■ PROVIDED ENTRIES:

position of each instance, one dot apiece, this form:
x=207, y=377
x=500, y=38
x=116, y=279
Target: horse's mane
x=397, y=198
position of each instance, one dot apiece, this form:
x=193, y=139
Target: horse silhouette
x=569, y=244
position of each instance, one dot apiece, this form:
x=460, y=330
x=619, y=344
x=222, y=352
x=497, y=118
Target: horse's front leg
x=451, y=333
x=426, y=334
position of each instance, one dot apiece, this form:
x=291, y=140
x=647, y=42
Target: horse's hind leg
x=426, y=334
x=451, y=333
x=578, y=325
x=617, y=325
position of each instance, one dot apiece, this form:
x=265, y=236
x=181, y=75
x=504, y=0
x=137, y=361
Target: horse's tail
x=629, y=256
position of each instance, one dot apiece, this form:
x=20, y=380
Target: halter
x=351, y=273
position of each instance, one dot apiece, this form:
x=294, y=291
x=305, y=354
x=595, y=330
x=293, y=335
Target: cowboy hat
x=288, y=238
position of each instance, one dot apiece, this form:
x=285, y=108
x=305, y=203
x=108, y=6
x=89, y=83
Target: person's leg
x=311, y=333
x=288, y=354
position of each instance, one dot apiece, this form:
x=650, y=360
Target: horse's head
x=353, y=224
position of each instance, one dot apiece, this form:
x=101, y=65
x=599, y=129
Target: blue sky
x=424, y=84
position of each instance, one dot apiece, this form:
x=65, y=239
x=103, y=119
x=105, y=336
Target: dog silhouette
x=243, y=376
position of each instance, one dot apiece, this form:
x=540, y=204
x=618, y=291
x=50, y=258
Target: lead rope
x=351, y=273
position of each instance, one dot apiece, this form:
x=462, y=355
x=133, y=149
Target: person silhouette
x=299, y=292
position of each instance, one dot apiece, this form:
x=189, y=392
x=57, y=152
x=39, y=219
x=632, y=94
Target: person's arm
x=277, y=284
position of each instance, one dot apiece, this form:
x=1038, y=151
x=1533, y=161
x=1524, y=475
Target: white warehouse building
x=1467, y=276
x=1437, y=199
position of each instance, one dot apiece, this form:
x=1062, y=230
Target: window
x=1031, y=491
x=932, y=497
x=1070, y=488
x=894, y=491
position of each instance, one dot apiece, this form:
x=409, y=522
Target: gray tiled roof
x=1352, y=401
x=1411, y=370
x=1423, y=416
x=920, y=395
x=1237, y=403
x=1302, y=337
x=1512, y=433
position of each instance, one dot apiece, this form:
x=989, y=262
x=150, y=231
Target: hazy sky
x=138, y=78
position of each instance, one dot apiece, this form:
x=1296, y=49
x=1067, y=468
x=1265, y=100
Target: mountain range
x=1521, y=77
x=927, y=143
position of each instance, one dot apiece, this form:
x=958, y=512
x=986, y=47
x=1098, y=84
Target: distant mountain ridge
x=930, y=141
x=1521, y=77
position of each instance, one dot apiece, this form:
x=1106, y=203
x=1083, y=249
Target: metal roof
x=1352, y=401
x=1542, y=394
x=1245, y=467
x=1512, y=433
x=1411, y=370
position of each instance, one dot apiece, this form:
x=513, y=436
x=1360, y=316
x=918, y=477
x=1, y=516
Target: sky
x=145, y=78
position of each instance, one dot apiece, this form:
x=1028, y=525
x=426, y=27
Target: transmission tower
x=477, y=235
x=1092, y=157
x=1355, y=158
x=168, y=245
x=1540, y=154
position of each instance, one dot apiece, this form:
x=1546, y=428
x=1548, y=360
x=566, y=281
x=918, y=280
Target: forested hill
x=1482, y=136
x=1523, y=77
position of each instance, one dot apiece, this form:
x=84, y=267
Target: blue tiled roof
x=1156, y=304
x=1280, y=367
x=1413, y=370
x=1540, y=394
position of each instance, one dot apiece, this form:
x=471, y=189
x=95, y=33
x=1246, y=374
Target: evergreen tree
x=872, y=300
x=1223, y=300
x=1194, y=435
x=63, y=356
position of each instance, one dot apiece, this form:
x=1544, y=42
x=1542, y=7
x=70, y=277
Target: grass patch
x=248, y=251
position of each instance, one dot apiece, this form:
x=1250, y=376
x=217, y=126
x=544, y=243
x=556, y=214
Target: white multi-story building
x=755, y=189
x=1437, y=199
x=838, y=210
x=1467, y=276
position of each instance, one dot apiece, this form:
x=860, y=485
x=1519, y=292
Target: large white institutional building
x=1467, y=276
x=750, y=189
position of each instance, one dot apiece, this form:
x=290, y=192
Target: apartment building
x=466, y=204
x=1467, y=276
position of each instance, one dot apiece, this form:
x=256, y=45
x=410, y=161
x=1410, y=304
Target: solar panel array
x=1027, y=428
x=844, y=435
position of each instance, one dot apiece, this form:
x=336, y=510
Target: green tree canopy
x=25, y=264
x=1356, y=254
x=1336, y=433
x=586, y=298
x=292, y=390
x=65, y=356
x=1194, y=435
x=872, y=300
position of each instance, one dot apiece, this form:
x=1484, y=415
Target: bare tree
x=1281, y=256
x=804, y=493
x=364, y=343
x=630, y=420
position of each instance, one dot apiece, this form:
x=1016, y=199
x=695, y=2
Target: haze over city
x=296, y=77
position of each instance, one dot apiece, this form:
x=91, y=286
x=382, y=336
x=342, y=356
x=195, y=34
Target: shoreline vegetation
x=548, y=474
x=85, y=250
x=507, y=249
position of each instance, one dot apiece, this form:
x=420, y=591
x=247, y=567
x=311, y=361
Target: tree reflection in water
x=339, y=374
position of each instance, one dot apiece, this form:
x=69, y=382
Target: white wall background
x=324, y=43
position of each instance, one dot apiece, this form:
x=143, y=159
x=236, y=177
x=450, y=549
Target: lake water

■ ASSIGNMENT: Set down, exactly as they appear above, all lines from the one that has "x=1546, y=428" down to the one that has "x=1246, y=374", including those two and no others.

■ COMPLETED EXERCISE:
x=1546, y=428
x=1548, y=360
x=566, y=281
x=918, y=280
Target: forested hill
x=1482, y=136
x=1523, y=77
position of each instance, one dot apiece, this form:
x=84, y=267
Target: blue tiled roof
x=1156, y=304
x=1280, y=367
x=1413, y=370
x=1540, y=394
position of each instance, one dot apiece, this form:
x=471, y=189
x=95, y=33
x=1246, y=374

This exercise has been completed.